The lines to repeat are those below from the one containing "Pick out every instance of the short dark" down to the one containing "Pick out every instance of the blurred red", both included; reproduce them exactly and nothing else.

-- Stored data follows --

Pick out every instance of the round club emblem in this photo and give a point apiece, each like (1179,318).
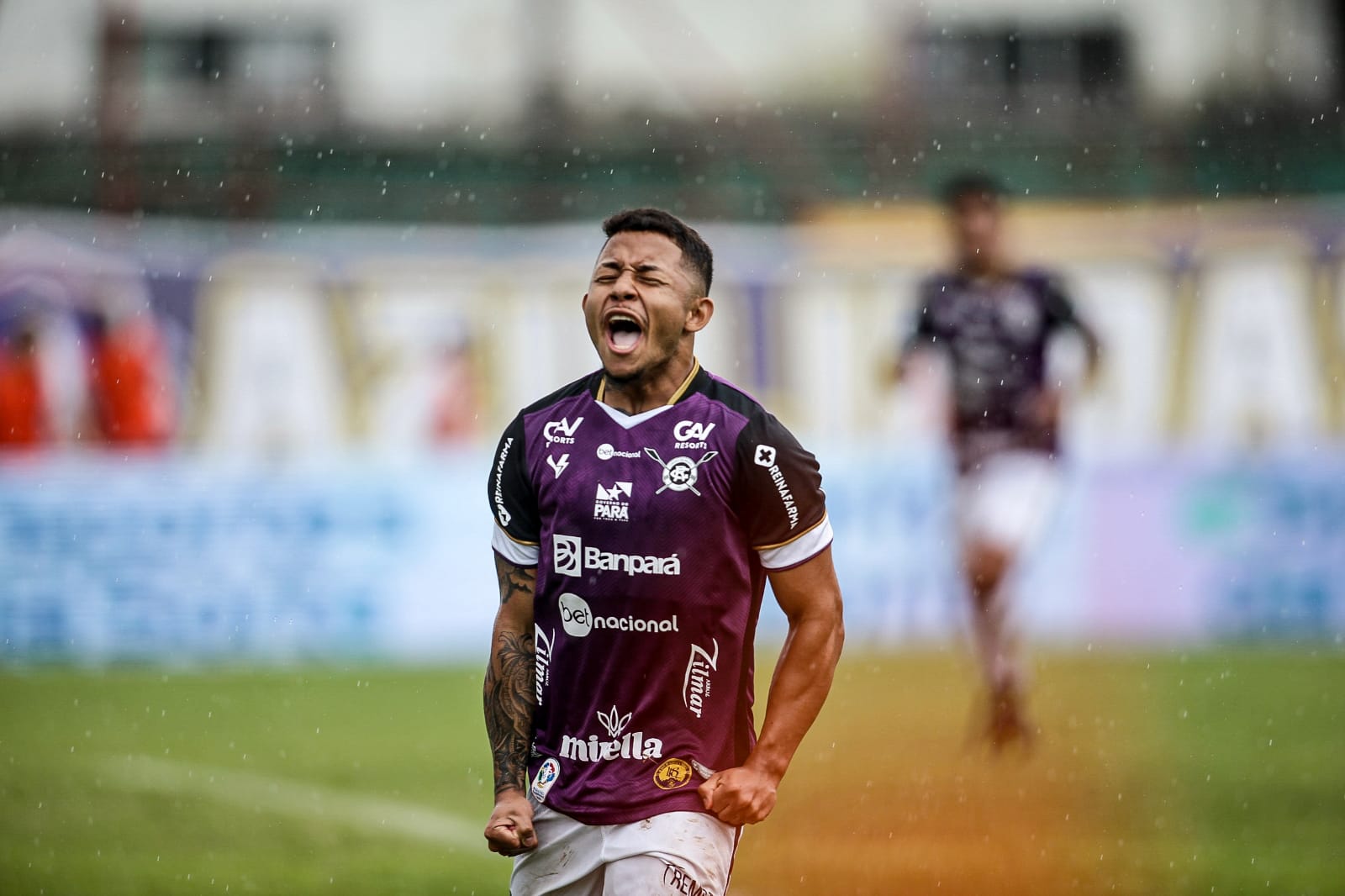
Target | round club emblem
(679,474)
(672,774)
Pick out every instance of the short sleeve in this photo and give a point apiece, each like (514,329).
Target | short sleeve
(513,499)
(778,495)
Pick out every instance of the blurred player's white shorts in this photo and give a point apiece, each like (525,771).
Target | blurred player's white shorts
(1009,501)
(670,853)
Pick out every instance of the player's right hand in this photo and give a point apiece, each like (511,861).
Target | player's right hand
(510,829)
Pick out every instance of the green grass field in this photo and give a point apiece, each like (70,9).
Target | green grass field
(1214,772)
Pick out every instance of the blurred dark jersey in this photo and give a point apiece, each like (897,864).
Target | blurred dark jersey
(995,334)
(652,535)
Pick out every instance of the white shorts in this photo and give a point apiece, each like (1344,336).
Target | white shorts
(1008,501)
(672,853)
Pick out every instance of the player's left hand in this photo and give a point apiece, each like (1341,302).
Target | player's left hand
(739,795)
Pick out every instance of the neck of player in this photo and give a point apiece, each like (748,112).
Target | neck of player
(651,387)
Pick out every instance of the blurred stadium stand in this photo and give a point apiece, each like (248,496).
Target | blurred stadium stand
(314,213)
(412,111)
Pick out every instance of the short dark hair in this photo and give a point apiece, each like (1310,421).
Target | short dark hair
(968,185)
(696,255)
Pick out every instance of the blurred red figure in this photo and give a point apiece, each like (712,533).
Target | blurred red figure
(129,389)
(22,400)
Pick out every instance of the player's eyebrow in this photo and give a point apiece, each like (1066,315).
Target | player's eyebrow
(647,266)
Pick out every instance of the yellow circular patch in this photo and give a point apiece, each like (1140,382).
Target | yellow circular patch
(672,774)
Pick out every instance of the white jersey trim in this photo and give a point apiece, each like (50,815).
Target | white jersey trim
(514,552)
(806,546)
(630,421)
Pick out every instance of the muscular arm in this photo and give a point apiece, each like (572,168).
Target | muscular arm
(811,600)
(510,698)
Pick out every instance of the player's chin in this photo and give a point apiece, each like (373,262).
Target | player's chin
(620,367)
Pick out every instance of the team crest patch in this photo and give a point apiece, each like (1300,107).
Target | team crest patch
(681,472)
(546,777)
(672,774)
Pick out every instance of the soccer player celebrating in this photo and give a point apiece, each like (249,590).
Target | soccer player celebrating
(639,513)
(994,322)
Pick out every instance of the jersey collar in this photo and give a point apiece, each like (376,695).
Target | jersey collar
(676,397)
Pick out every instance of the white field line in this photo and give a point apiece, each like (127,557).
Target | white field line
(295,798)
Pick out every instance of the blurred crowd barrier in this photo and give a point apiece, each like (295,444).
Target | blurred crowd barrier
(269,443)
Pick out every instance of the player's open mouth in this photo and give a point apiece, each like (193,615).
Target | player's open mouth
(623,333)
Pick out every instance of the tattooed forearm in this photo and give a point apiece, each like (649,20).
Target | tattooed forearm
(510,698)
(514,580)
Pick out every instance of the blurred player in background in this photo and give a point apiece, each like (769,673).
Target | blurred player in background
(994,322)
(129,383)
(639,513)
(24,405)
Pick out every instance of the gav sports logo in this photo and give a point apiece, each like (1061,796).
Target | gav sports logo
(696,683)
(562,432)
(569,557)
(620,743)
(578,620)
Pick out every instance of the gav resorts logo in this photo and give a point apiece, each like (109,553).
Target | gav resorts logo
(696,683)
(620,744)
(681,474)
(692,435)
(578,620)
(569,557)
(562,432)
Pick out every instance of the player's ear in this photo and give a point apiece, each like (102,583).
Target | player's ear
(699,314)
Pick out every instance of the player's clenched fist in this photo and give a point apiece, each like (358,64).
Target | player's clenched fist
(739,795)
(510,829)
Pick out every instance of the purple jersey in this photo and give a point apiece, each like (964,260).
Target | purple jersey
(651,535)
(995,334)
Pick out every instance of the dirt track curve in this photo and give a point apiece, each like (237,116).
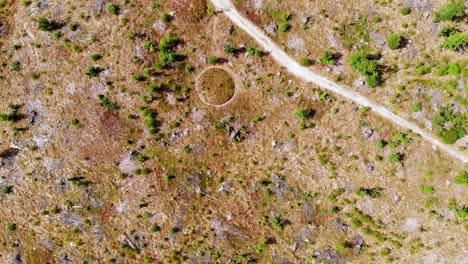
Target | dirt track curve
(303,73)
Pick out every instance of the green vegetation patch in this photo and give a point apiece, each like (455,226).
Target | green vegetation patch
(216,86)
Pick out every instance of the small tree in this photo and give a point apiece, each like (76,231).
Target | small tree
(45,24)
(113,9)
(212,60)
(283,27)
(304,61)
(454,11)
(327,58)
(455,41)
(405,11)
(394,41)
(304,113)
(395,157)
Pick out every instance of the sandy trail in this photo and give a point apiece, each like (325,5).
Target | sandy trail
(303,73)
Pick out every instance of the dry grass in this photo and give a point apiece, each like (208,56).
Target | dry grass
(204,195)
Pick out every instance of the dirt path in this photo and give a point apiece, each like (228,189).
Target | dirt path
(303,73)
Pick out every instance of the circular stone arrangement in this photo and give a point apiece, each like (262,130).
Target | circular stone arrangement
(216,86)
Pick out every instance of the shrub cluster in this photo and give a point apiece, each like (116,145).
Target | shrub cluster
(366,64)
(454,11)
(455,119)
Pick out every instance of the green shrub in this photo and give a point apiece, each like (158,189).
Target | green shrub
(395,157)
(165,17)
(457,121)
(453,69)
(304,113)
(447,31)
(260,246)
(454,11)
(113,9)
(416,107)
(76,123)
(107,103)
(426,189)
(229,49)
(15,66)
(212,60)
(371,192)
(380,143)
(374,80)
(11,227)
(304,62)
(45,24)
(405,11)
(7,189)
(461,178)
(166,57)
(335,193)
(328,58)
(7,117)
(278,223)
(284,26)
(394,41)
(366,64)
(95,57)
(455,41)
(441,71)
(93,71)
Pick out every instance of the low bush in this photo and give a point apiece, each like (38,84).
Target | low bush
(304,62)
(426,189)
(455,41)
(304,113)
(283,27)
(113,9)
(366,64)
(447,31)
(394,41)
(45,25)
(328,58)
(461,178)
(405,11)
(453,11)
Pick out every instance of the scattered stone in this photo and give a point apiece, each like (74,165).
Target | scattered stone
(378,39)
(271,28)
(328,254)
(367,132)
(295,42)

-- Stored data concluded --
-- Stored data follows --

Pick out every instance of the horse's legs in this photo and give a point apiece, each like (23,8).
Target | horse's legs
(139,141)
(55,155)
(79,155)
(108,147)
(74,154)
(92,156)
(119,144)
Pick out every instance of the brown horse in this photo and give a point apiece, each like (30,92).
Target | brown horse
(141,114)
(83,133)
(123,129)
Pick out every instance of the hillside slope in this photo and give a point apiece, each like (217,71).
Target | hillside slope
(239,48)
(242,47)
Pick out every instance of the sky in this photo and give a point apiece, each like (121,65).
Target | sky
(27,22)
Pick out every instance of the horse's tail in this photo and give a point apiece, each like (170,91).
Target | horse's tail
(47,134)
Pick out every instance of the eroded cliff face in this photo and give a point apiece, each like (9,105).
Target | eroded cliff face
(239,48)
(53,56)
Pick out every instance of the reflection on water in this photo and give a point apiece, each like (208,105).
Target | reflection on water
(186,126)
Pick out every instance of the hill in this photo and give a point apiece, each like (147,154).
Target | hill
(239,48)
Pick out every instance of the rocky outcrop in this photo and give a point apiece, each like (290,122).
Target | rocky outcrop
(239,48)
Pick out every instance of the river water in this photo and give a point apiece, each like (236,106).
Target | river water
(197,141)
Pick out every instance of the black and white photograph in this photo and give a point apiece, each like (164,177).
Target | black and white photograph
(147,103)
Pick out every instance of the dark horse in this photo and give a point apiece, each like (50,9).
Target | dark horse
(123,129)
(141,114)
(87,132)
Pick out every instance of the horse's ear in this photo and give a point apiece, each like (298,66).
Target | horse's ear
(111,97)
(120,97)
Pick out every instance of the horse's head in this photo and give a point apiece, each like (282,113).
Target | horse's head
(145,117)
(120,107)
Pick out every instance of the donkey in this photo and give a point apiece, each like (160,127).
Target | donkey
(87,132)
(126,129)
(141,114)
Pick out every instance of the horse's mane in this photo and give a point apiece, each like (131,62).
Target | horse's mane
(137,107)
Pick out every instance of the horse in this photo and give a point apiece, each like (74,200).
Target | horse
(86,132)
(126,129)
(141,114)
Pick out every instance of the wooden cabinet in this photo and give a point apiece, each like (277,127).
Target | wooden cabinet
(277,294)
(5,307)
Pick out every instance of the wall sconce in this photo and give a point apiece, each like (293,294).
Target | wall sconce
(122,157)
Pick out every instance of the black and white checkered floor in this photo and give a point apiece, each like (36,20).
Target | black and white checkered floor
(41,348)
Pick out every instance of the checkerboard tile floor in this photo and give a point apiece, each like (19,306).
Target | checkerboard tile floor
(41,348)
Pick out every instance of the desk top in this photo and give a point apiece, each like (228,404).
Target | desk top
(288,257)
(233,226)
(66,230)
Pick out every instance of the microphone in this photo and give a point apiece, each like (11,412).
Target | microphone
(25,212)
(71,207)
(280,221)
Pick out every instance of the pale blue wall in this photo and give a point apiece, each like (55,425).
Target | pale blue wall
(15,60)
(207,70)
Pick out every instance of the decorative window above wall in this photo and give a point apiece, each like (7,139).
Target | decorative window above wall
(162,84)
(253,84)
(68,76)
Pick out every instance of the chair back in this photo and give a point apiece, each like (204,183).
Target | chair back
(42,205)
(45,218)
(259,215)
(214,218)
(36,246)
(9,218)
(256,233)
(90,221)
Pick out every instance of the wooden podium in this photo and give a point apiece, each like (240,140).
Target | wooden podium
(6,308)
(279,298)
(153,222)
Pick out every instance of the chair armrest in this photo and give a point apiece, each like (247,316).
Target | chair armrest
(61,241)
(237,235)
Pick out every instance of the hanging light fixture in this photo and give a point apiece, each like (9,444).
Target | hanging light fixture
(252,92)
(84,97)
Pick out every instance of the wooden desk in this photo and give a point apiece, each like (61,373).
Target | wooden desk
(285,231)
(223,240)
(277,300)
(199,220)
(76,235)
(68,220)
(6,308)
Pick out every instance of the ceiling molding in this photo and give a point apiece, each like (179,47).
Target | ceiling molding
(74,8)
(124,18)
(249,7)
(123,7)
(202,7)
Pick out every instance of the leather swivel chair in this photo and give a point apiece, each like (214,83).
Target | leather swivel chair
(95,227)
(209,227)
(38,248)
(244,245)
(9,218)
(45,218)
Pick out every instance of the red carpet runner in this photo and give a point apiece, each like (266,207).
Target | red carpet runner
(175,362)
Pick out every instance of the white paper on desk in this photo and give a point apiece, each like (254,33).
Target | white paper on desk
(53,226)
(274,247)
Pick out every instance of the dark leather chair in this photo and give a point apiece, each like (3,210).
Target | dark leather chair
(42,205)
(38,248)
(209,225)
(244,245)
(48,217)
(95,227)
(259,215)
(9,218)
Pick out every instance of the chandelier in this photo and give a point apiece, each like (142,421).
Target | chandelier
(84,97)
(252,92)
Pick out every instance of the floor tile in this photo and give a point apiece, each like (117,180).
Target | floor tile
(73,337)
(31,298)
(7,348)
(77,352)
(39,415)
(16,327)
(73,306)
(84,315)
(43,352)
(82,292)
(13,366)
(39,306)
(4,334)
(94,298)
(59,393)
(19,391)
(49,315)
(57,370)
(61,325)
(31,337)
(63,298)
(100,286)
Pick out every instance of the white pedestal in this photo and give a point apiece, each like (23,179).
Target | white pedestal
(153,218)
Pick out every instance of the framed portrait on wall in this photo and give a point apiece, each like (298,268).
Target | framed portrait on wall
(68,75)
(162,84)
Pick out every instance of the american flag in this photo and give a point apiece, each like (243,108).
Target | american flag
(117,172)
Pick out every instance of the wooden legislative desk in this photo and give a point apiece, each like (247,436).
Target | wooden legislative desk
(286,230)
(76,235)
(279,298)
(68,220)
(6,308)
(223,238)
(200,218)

-- Stored data concluded --

* Solution
Pick out every instance of the short dark hair in this photo and give a point apiece, each like (1310,421).
Target | short dark hair
(968,185)
(696,255)
Pick out every instance of the blurred red figure in this photo and give a point apiece, each like (712,533).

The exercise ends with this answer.